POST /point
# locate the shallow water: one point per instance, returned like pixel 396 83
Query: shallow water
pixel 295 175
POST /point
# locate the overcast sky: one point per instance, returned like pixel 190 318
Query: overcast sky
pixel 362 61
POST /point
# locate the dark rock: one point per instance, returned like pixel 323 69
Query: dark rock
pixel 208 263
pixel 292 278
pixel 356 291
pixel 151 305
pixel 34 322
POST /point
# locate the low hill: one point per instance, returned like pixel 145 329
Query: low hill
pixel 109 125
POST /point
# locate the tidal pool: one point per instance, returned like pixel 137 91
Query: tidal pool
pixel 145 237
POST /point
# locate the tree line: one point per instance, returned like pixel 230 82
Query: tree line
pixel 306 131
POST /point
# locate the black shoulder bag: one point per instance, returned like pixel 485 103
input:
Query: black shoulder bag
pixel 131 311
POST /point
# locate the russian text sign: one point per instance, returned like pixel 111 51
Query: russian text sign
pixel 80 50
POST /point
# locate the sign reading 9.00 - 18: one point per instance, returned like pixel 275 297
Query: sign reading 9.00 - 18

==================================================

» **EXERCISE DESCRIPTION**: The records above need to be written out once more, exactly.

» **ANSWER TO THE PROBLEM**:
POST /point
# locate the shallow water: one point per instance, returned like pixel 396 83
Query: shallow water
pixel 295 175
POST /point
# locate the overcast sky: one point per instance, returned like pixel 190 318
Query: overcast sky
pixel 362 61
POST /point
# locate the dark rock: one point per instance, returned like pixel 323 69
Query: dark rock
pixel 208 263
pixel 292 278
pixel 356 291
pixel 151 305
pixel 34 322
POST /point
# locate the low hill: one point per instance, returned like pixel 145 329
Query: low hill
pixel 109 125
POST /point
# locate the tidal pool: one point per instance, returned like pixel 137 91
Query: tidal pool
pixel 145 237
POST /point
# locate the tree line: one point per instance, returned like pixel 230 82
Query: tree line
pixel 306 131
POST /point
# locate the black shoulder bag: one point per instance, returned like pixel 485 103
input:
Query: black shoulder bag
pixel 131 311
POST /point
# locate the russian text sign: one point per instance, returned like pixel 111 51
Query: russian text sign
pixel 80 50
POST /point
# locate the sign reading 9.00 - 18: one point per instance, returned like pixel 275 297
Query: sign reading 9.00 - 18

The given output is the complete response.